▶ **Prompt**:
A precise reproduction of every record below is needed, minus the pictures.

▶ **Natural language region descriptions**:
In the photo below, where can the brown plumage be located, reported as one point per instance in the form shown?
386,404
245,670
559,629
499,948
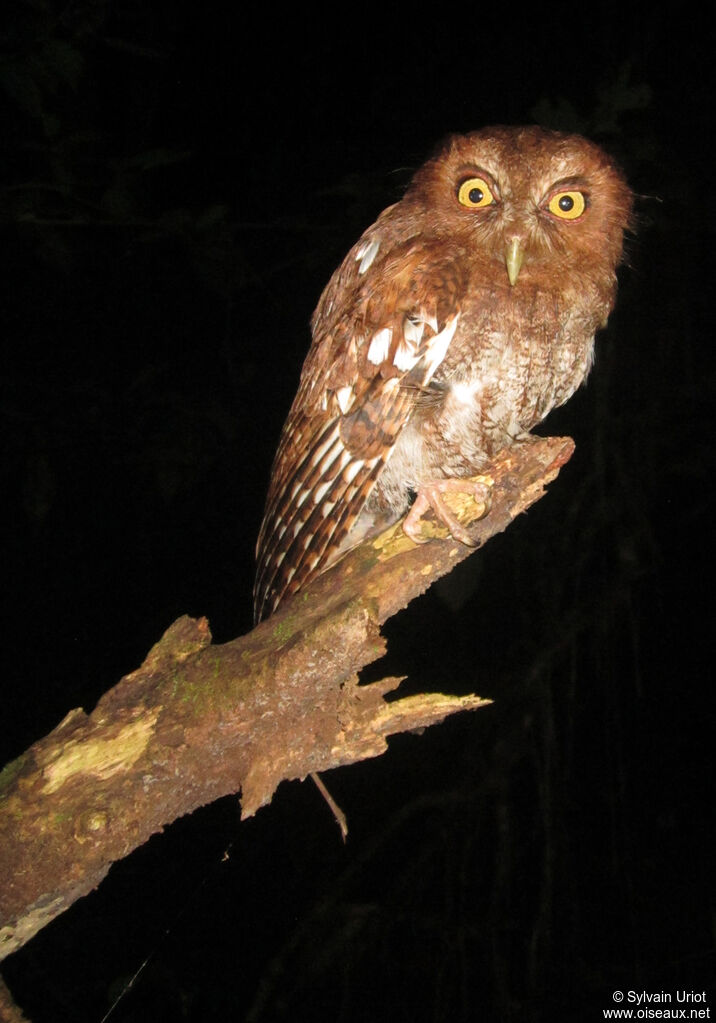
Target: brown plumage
458,320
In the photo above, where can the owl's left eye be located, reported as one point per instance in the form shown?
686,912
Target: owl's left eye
568,205
475,193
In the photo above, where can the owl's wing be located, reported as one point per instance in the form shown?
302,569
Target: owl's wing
381,330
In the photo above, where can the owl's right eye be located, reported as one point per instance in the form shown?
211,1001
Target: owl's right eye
475,193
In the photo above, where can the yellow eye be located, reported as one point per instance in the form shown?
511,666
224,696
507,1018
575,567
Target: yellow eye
568,205
476,193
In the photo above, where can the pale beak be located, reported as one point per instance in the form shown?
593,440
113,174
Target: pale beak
513,258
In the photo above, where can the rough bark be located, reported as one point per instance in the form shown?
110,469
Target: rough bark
197,720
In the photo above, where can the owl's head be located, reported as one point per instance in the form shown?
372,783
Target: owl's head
536,201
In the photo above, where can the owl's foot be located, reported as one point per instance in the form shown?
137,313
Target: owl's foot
430,496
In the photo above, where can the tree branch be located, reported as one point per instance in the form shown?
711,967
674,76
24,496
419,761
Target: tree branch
197,721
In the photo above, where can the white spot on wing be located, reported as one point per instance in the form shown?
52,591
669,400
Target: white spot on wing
366,254
379,345
352,471
438,346
345,397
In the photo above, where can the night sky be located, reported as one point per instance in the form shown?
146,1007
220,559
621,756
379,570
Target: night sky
177,184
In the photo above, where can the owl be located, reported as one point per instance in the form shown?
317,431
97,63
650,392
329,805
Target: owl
456,322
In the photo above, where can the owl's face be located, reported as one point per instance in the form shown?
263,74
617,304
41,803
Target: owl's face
531,199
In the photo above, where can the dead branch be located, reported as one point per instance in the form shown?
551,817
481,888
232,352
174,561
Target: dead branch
197,721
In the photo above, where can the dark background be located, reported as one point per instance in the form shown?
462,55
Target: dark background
177,183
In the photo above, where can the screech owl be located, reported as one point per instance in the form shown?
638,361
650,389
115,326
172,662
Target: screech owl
457,321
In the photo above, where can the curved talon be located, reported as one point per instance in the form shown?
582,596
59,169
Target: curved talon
430,496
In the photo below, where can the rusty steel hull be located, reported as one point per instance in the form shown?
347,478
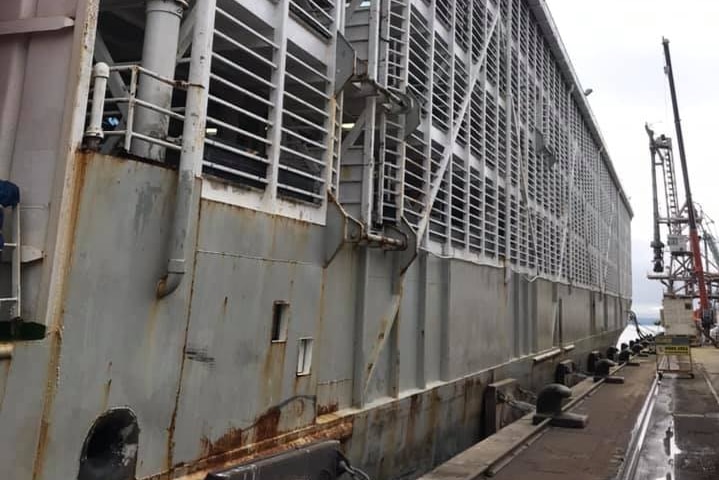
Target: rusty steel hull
208,386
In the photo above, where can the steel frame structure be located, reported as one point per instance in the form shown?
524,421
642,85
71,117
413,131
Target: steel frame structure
506,168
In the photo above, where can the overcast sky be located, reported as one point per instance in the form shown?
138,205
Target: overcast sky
615,47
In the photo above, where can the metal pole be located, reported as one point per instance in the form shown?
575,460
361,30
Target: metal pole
657,245
94,133
693,234
159,54
193,142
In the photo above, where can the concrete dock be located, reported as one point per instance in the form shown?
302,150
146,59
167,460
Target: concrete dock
644,429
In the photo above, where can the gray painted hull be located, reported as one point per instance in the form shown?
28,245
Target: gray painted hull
210,388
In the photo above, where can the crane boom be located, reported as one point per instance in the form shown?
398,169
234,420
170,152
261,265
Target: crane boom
693,231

▶ **Answer to this problem**:
In the photo below, where can the brown plumage be located, reported as one point per instance in the form shown?
386,404
245,670
559,629
499,948
Target: brown plumage
458,320
In the photo above, where can the owl's left eye be located, reported as one point per instance in the form shown?
686,912
Target: owl's left eye
568,205
475,193
In the photo above, where can the owl's wing be located, reported as one point per instance in the form shown?
302,569
Target: owl's wing
381,330
In the photo above, where can the owl's right eye be located, reported as one point per instance in the form shown?
211,1001
Target: owl's right eye
475,193
In the photo above, where can the yellow eye be located, reported as one point per instance in the form shown?
511,666
224,696
507,1018
575,567
Target: yellow eye
568,205
476,193
In the photo above, where can the pale beak be located, reported as one point per instance in the form shown?
593,440
113,174
Target: pale beak
513,258
In the photo above, where can the rough bark be located, reported as one point per instance in the form shown?
110,469
Target: rough bark
197,720
In the photo above, where can the owl's head be located, reported as one point per instance in the form shown?
372,783
Target: owl's head
536,201
In the photo above, where can the owl's foot be located, reported as one point per instance in the form shown?
137,313
Target: owl's foot
430,496
In the photo above, where can the tree branch be located, reported as one point per instance in the form shown?
711,967
674,76
24,496
419,761
Target: tree branch
197,721
In the photo above, where can the white spot on wing be located, reported as one point per instance in the form shown?
52,591
669,400
Target: white spot on wing
366,254
379,345
352,471
438,346
345,397
In the photo above, where can the night sky be located, reported as one point per instance in the form shown?
146,1007
220,559
621,756
379,570
Target: night sky
177,184
In the photo above, where can the owl be located, reported as one point per instance in the form shown?
317,431
97,63
650,392
329,805
Target: owl
456,322
In the photo above, where can the owl's face be located, reported as one point per instance in the form shown?
263,74
617,304
41,803
Target: owl's face
531,199
In the photo above, where can the dead branch be located, reported as one point per instance in the form shown?
551,817
481,888
232,352
174,561
Target: dead branch
197,721
In the photo above, where can the dark background be located, reported as one point per instance in the form shown?
462,55
Target: dark background
177,183
In the photo above, where can the screech owl be located, reported as one point per instance in the form shown?
638,361
650,389
115,326
172,662
Target: screech owl
457,321
In the photo above, where can the curved talon be located, reported as one point per instance in the form shown?
582,596
59,169
Target: curved talon
430,496
In the photo below, where can the rusty steel hull be located, reported as one point per instance in the form shown?
347,478
Target: rusty steel hull
208,386
In the photo above, where can the steel frame structure be located, reported as one point per instance in the form shown?
524,421
642,85
71,117
413,131
Target: steel frame structure
506,168
In the photo above, where can the overcast sky be located, reported as one point per instance in the form shown?
138,205
Target: overcast sky
615,47
In the photo above, where can the metal pole be located, reported as one point per instance in the form shown?
575,460
361,30
Target: metal pole
657,245
94,133
693,234
159,54
193,142
In the photo above, where can the concrete dock be located, reported as one point per instance in the form shown?
302,150
146,59
167,460
Target: concrete dock
644,429
In the photo above, where can the gray painted hull be located, reported as one point per instance in the form shown?
28,245
Target: gray painted hull
210,388
In the photo above, where can the crane boom be located, reported as one point per instance in the form shown?
398,169
234,420
170,152
261,265
Target: crane boom
693,231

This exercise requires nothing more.